# No more Tapatalk ?



## cmayna (Oct 7, 2017)

Tried logging in via tapatalk but a bunh of errors are surfacing.  Gone for good?


----------



## stainless (Oct 15, 2017)

cmayna said:


> Tried logging in via tapatalk but a bunh of errors are surfacing.  Gone for good?



You ever get an answer on this?


----------



## SmokinAl (Oct 15, 2017)

I'm pretty sure this format doesn't support tapatalk.
I believe this was answered in another thread.
Al


----------



## cmayna (Oct 15, 2017)

Al's reply above is the only staff reply.  It's a shame for Tapatalk was so much easier to download pics.  Oh well....


----------



## dls1 (Oct 15, 2017)

cmayna,

Do you use TT on any other forum, or just SMF? If the former, have you experienced the same, or any other problems, on those forums?

The reason I bring this up is that TT had a system/software upgrade on 9/28/2017, about the same time that the migration to Xenforo commenced. The glitches brought about with TT's latest upgrade have created havoc for their users with login, and many other problems.  

It may be a coincidence in timing with the problem being brought about by TT's upgrade or, as Al mentioned, Xenforo doesn't support TT. I do know that a good number of other forums owners and admins have expressed with TT, and are looking for an alternative mobile solution.


----------
--- --- ---
(What this exercise asks)
(a) Answer these questions about the Tapatalk forum thread, one answer per line, marked (i), (ii), (iii).
(i) On what date did TT have a system/software upgrade?
(ii) Whose reply does cmayna call the only staff reply?
(iii) What does cmayna say Tapatalk made much easier?
(b) State how many lines of the rows contain the string "tablecloth". Give only the number.

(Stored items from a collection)
--- --- ---
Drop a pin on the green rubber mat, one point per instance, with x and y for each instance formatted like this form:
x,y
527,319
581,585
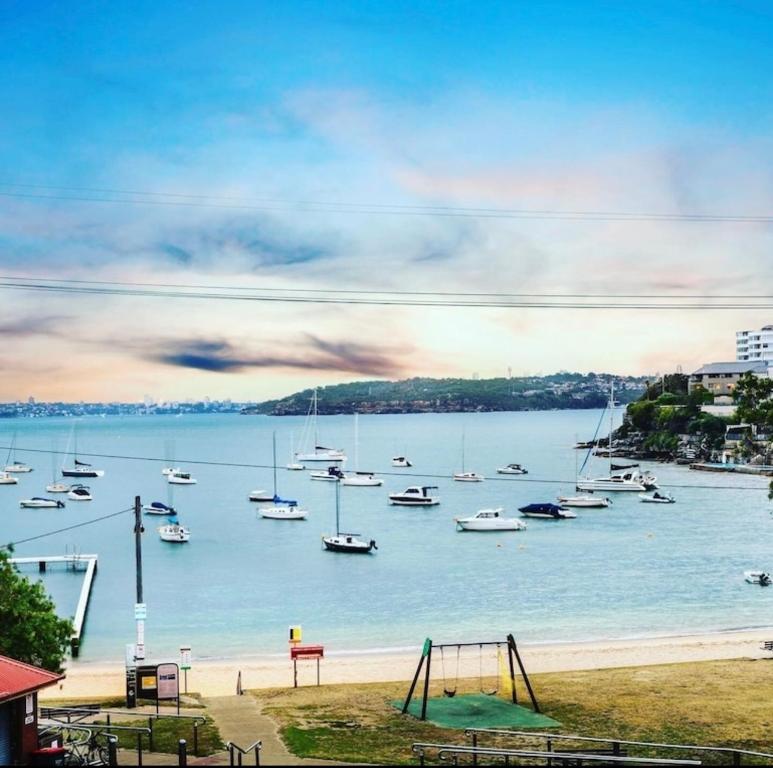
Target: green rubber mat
x,y
478,711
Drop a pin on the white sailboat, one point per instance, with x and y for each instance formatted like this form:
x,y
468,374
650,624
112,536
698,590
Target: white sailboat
x,y
360,478
281,509
346,542
629,479
319,452
467,477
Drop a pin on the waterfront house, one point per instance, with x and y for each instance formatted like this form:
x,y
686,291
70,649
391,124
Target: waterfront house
x,y
19,686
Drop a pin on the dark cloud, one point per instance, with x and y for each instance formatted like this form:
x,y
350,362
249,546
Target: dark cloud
x,y
316,354
44,325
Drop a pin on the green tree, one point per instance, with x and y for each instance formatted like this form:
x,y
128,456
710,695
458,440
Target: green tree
x,y
30,630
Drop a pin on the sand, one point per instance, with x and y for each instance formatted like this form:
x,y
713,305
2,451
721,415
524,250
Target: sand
x,y
219,677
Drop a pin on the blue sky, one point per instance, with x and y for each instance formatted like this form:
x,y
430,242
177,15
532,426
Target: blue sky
x,y
616,106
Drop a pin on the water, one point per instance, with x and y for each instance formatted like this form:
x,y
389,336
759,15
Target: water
x,y
631,570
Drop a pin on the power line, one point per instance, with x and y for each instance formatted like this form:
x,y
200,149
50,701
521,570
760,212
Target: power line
x,y
119,289
13,544
245,465
171,199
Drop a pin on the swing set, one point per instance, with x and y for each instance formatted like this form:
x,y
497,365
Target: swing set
x,y
450,689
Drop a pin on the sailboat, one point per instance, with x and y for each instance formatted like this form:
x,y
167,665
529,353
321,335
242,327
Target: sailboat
x,y
320,453
360,478
627,479
282,509
346,542
79,468
15,466
467,477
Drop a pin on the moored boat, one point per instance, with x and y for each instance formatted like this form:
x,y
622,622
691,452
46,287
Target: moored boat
x,y
415,496
489,520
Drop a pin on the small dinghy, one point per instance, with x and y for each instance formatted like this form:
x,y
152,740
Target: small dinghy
x,y
37,502
415,496
587,501
287,511
547,512
58,488
79,493
468,477
331,474
158,508
174,533
489,520
758,577
181,478
18,467
657,498
363,479
512,469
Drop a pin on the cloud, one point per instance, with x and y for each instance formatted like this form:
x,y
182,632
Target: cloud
x,y
316,354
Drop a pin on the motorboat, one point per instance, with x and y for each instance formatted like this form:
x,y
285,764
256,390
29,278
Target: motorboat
x,y
58,488
174,533
512,469
331,474
18,467
763,578
181,478
629,480
36,502
158,508
319,452
288,511
360,478
79,493
547,511
587,501
657,498
346,542
363,479
415,496
489,520
468,477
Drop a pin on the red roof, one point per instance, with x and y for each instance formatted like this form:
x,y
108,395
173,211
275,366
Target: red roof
x,y
18,678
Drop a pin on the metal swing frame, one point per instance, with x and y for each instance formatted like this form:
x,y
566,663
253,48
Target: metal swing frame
x,y
513,658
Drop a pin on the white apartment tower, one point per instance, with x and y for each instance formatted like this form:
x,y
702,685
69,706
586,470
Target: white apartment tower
x,y
755,345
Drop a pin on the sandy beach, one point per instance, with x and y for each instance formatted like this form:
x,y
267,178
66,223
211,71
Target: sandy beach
x,y
219,677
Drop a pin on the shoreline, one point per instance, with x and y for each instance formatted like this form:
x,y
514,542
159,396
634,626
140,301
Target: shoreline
x,y
218,677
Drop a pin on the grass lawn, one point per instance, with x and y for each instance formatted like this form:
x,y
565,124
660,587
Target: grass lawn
x,y
724,703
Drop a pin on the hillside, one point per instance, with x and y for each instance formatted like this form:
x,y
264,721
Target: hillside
x,y
425,395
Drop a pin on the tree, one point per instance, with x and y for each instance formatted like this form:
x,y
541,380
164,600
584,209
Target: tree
x,y
30,630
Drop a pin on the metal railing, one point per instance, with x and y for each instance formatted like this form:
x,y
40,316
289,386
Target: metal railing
x,y
536,757
236,753
617,745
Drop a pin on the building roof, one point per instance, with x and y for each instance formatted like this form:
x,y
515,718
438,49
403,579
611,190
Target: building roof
x,y
18,678
737,366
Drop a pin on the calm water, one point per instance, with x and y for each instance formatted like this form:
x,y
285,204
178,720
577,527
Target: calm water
x,y
633,569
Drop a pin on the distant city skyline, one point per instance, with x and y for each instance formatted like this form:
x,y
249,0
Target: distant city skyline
x,y
237,108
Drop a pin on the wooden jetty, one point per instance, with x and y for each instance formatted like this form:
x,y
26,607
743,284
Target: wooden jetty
x,y
87,563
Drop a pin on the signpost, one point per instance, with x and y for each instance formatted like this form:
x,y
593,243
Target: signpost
x,y
185,662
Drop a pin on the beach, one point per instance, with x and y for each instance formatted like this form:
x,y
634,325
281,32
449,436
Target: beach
x,y
219,677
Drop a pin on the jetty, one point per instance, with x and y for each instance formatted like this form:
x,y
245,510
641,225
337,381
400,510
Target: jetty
x,y
86,563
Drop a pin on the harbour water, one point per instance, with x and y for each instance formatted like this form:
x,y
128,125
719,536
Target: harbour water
x,y
630,570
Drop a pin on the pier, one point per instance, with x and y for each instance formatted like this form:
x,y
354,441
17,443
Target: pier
x,y
88,563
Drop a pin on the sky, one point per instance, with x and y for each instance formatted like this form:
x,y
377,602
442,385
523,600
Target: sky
x,y
653,107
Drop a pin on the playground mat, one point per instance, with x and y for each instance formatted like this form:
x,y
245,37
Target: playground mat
x,y
478,711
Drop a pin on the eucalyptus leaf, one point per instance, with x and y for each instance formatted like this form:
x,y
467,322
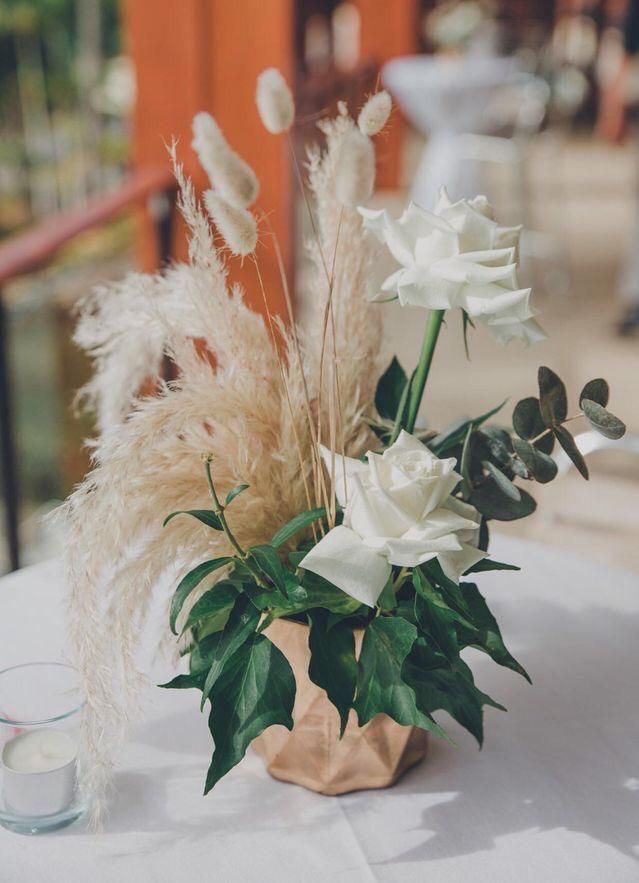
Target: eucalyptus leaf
x,y
541,466
569,445
217,602
602,420
240,628
493,503
192,579
333,665
504,484
234,492
380,688
295,525
553,402
255,690
596,390
206,516
390,389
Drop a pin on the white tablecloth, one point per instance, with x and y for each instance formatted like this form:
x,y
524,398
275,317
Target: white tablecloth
x,y
553,796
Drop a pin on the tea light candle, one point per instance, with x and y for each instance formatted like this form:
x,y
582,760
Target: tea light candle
x,y
39,772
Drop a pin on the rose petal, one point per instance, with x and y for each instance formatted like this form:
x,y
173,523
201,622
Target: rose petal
x,y
344,560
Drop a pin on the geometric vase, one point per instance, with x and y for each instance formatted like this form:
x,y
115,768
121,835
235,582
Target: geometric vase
x,y
312,754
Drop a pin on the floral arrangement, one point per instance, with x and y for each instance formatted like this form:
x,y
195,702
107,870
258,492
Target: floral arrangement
x,y
282,474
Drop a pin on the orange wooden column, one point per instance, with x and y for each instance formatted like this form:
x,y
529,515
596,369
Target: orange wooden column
x,y
388,30
206,55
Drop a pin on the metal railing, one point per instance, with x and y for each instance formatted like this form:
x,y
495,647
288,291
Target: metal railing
x,y
151,188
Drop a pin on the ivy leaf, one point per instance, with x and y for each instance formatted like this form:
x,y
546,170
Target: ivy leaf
x,y
504,484
602,420
456,433
553,402
238,630
333,665
488,564
569,445
485,634
596,390
449,688
380,688
232,494
214,604
493,503
189,582
542,467
390,389
268,562
255,690
295,525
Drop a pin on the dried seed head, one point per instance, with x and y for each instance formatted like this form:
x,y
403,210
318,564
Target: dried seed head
x,y
233,178
355,176
237,226
375,113
274,101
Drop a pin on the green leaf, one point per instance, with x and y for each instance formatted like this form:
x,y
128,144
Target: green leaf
x,y
456,433
602,421
214,604
596,390
268,562
333,665
553,402
255,690
390,390
485,634
295,525
183,682
488,564
541,466
232,494
493,503
239,629
449,688
567,442
206,516
380,688
504,484
527,421
189,582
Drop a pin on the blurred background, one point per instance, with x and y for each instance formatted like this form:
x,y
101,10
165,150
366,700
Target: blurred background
x,y
528,101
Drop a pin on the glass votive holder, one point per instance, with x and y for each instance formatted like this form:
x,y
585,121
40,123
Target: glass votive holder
x,y
40,706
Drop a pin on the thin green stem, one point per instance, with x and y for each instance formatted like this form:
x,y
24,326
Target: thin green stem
x,y
420,377
219,511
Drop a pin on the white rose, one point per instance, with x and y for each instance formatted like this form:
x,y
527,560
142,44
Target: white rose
x,y
458,257
398,509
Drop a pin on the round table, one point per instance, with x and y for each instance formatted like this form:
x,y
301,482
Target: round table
x,y
445,98
553,796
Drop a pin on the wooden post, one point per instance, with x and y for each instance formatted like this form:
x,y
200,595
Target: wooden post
x,y
386,31
206,55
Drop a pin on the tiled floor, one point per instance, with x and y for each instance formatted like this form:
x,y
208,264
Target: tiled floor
x,y
583,197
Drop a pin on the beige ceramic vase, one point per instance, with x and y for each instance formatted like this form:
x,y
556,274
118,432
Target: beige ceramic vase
x,y
312,754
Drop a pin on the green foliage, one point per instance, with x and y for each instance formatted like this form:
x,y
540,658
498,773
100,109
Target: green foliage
x,y
295,525
255,690
333,666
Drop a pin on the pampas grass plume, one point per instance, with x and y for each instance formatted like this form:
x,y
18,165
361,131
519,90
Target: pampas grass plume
x,y
232,177
237,226
375,113
355,175
274,101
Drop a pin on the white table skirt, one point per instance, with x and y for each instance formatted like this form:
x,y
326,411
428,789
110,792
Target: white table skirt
x,y
553,796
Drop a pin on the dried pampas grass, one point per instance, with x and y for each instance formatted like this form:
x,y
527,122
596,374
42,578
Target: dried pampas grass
x,y
252,409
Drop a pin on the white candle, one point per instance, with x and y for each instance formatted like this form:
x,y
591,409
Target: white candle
x,y
39,772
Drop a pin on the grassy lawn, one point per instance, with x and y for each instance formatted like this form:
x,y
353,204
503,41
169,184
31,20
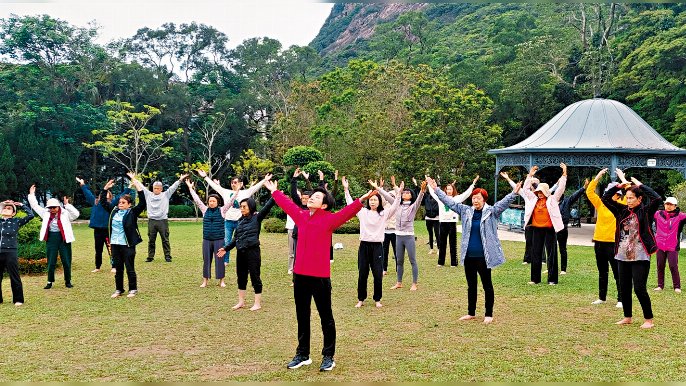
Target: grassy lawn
x,y
175,331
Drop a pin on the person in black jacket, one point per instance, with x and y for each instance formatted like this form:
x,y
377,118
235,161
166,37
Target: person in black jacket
x,y
9,229
124,235
634,242
246,240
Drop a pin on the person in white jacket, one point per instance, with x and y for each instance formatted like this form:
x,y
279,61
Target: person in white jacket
x,y
234,196
448,222
543,214
56,231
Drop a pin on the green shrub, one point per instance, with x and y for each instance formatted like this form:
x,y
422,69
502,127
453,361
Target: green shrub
x,y
350,227
274,225
85,213
29,233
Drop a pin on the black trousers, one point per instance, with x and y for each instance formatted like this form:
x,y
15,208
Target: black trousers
x,y
604,256
471,269
543,239
9,261
369,256
448,233
388,241
100,236
304,289
433,227
562,237
161,227
528,236
635,273
248,262
124,256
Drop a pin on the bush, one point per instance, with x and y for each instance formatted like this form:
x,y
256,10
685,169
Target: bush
x,y
181,211
302,155
29,233
350,227
85,213
274,225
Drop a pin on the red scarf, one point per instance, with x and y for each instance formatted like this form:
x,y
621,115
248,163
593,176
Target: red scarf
x,y
59,224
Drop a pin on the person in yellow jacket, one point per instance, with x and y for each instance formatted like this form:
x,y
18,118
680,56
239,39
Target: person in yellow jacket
x,y
604,239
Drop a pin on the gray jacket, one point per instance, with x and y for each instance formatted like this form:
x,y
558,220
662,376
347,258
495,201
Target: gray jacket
x,y
404,217
493,251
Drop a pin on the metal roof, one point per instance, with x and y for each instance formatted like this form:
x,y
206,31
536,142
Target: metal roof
x,y
595,126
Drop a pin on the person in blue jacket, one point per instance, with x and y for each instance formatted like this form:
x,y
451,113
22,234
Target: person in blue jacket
x,y
100,219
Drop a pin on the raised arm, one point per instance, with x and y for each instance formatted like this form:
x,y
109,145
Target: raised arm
x,y
70,209
467,193
29,214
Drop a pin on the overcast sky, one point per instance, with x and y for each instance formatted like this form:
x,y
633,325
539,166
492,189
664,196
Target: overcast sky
x,y
289,21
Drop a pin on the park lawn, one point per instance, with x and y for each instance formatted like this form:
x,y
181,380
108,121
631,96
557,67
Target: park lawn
x,y
175,331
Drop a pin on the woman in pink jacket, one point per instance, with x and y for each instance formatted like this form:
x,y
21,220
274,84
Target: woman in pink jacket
x,y
543,215
669,224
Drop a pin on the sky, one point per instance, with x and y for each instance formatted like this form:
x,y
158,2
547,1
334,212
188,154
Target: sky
x,y
289,21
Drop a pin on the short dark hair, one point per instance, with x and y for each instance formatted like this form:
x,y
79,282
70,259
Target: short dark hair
x,y
327,199
252,205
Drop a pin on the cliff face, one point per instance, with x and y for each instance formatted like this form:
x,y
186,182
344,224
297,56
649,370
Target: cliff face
x,y
350,22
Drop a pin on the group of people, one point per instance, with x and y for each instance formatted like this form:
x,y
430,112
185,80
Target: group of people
x,y
623,237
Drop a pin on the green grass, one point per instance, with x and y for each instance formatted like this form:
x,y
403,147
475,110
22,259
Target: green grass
x,y
176,331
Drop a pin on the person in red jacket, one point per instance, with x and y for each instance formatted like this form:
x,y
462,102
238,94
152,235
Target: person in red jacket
x,y
312,270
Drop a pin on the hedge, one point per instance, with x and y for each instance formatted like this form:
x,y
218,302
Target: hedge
x,y
274,225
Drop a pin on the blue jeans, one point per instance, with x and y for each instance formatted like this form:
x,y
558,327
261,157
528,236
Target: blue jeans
x,y
229,227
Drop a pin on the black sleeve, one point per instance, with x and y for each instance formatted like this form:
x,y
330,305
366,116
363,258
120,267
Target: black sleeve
x,y
103,201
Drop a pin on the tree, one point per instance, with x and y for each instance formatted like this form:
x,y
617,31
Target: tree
x,y
129,141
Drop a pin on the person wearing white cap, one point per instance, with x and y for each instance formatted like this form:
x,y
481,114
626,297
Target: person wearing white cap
x,y
545,218
56,232
668,224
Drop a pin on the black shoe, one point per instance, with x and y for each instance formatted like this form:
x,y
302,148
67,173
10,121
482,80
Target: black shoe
x,y
327,364
298,361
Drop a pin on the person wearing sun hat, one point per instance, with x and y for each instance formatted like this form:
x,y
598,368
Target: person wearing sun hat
x,y
668,224
604,239
543,214
9,229
56,232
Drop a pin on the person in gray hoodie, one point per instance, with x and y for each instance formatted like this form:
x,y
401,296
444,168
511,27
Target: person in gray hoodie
x,y
404,230
481,249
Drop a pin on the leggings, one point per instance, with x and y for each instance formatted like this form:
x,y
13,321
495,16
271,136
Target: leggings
x,y
635,273
403,243
432,226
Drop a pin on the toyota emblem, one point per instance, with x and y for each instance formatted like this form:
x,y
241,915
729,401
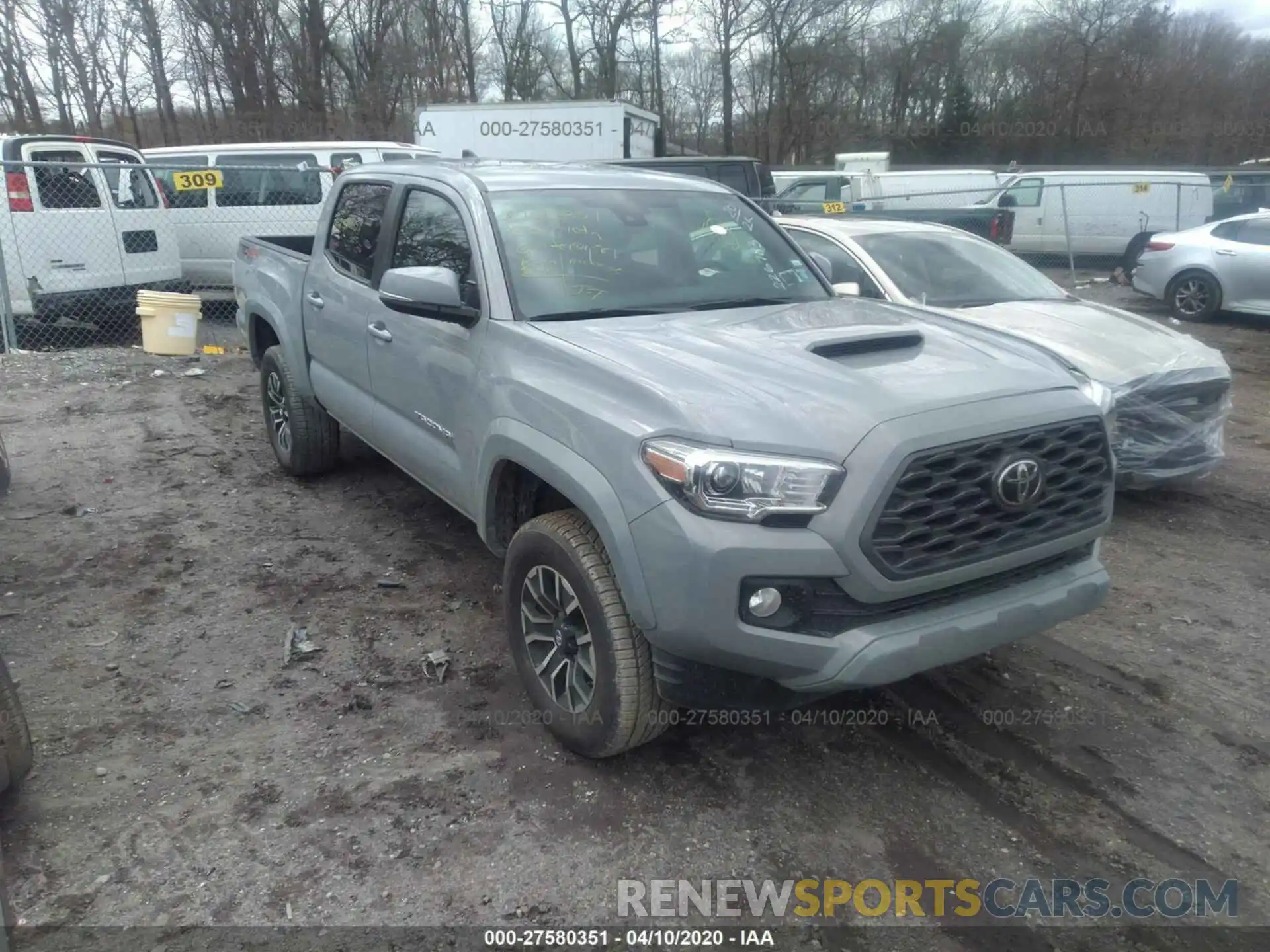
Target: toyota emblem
x,y
1019,483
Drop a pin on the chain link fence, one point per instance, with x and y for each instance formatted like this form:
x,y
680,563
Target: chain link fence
x,y
79,239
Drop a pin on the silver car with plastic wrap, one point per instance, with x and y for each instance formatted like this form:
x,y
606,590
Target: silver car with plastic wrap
--- --- ---
(Responses to the tasks)
(a)
(i) 9/28/2017
(ii) Al's
(iii) Downloading pics

(b) 2